§ **SOURCE DOCUMENT**:
━━━
Australian gambling sector body Responsible Wagering Australia (RWA) has publicly criticised new research produced by the government-funded Australian Gambling Research Centre (AGRC).
Earlier this autumn, the AGRC released a study on gambling in the country during the coronavirus pandemic. The study was based on a survey of 2,019 gamblers and it concluded that almost one in three of those surveyed had signed up for a new online betting account during the pandemic. The survey also found that people gambled more in general during the pandemic, with the proportion who gambled four times per week rising from 23% to 32%.
The report further claimed that 79% of respondents could be classified as being at risk of, or already experiencing, gambling-related harm, suggesting a problem gambling risk rate ten times greater than the prevalence across the national population, and five times the usual rate among Australian gamblers based on another AGRC report from 2015.
The participants for the survey were drawn from those who answered social media advertisements or e-news alerts and all of those who took part were entered into a draw for a AUS$200 voucher.
In response, the Chief Executive of Responsible Wagering Australia, Brent Jackson, said the results of the report should be questionable enough to raise doubts over how it was conducted. Jackson said that the use of a pool of research subjects in which almost 80% were at-risk individuals could not provide an accurate picture of gambling behaviour in Australia and that the results would be inevitably skewed. He added that there was an inherent bias in the study, which had led to alarmist headlines.
Jackson also criticised the use of evidence drawn from ten interviews with anonymous individuals who worked in the gambling sector, which indicated that most thought the closure of betting retail venues was a beneficial move, with one saying that they wished the venues would remain shut:
“It’s deeply concerning that government-funded research draws on the opinions of ten anonymous individuals whose list of reforms literally involve ‘wishing’ for things to happen. A wish list is not a solid foundation for public policy, and it’s disappointing that such a skewed research design, supported by the opinions and wishes of ten anonymous individuals is being put forward as serious policy evidence.”
Jackson added that while it was important to recognise and combat any increases in gambling-related harm, the extent of the harm should be measured through responsibly collected studies and should be tackled using policies and measures based on strong evidence.
This is the second time in recent months that the RWA has spoken out against studies that it feels are sensationalist in their picture of Australian gambling habits. Back in June, RWA said that historical consumer credit data was being employed to suggest there had been a spike in gambling during the pandemic. Multiple Australia media outlets relied on this evidence to report increases in problem gambling during the lockdown. The RWA in response said that there had simply been a shift from retail venues to online gambling, a trend that had been replicated in other economic sectors.
━━━
§ **INFORMATION PROVIDED**:
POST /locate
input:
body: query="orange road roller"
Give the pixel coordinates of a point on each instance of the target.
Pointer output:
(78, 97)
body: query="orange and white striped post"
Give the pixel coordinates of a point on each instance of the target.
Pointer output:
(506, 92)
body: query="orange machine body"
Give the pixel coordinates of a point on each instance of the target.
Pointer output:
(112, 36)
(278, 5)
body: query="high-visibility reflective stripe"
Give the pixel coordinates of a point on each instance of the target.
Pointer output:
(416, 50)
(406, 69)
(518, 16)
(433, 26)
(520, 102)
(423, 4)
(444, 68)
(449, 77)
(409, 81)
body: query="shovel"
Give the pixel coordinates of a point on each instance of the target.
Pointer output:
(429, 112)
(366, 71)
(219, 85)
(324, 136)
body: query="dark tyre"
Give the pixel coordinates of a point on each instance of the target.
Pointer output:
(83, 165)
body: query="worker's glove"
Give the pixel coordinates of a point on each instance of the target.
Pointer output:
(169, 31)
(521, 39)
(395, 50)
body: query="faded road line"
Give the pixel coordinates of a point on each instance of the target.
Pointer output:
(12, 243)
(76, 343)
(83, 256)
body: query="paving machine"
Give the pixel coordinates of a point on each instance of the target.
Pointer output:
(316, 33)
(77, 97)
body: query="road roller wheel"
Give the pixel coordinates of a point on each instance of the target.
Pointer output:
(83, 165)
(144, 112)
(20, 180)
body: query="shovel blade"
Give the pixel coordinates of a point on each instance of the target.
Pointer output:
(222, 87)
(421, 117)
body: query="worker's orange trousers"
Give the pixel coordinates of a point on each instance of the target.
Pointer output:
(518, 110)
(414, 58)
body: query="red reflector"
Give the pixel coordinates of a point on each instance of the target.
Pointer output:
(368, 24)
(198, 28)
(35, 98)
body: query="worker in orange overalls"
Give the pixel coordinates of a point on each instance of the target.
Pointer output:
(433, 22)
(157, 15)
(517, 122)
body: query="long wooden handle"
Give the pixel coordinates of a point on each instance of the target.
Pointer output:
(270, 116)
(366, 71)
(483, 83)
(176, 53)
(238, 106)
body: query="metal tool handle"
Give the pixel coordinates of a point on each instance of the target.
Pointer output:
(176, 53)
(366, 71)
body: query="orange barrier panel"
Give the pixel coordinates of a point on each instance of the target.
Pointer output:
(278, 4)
━━━
§ **WHAT THIS EXERCISE ASKS**:
• 1. Which percentage figures appear in the article?
• 2. Can you output the part of the article starting with "In response, the" and going on through "to alarmist headlines.", copied word for word?

§ **RESPONSES BY ITEM NUMBER**:
• 1. 23%, 32%, 79%, 80%

• 2.
In response, the Chief Executive of Responsible Wagering Australia, Brent Jackson, said the results of the report should be questionable enough to raise doubts over how it was conducted. Jackson said that the use of a pool of research subjects in which almost 80% were at-risk individuals could not provide an accurate picture of gambling behaviour in Australia and that the results would be inevitably skewed. He added that there was an inherent bias in the study, which had led to alarmist headlines.